• **Given task**:
Reproduce each line of the material below verbatim, keeping the original order.

• **Input records**:
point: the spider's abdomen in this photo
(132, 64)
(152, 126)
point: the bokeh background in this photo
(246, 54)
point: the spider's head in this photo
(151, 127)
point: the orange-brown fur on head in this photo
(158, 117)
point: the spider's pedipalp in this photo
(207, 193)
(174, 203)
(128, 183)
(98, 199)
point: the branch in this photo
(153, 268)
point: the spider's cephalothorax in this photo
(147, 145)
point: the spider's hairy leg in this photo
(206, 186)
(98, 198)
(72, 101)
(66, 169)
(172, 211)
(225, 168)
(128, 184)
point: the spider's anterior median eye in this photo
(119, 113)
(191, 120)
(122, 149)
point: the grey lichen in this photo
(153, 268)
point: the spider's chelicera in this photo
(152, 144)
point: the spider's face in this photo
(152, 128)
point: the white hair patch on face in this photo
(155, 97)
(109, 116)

• **Solution to this problem**:
point: the spider's abdomen in this photo
(132, 64)
(152, 126)
point: the bokeh background in this photo
(246, 54)
point: the spider's head in this photo
(151, 127)
point: the orange-brown fur on head in this photo
(158, 117)
point: the spider's pedipalp in this photo
(207, 193)
(174, 203)
(128, 183)
(98, 199)
point: the branch in this photo
(153, 268)
point: the spider's cephalothorax in this photo
(147, 145)
point: the spider's hairy leg in this photo
(206, 186)
(98, 198)
(72, 101)
(66, 169)
(172, 211)
(225, 168)
(128, 184)
point: the spider's anterior median eye in this photo
(119, 113)
(191, 120)
(122, 149)
point: the grey lichen in this photo
(153, 268)
point: the spider's chelicera in this photo
(152, 144)
point: the spider's face in this photo
(152, 128)
point: the white hair patch on face in this photo
(155, 97)
(109, 116)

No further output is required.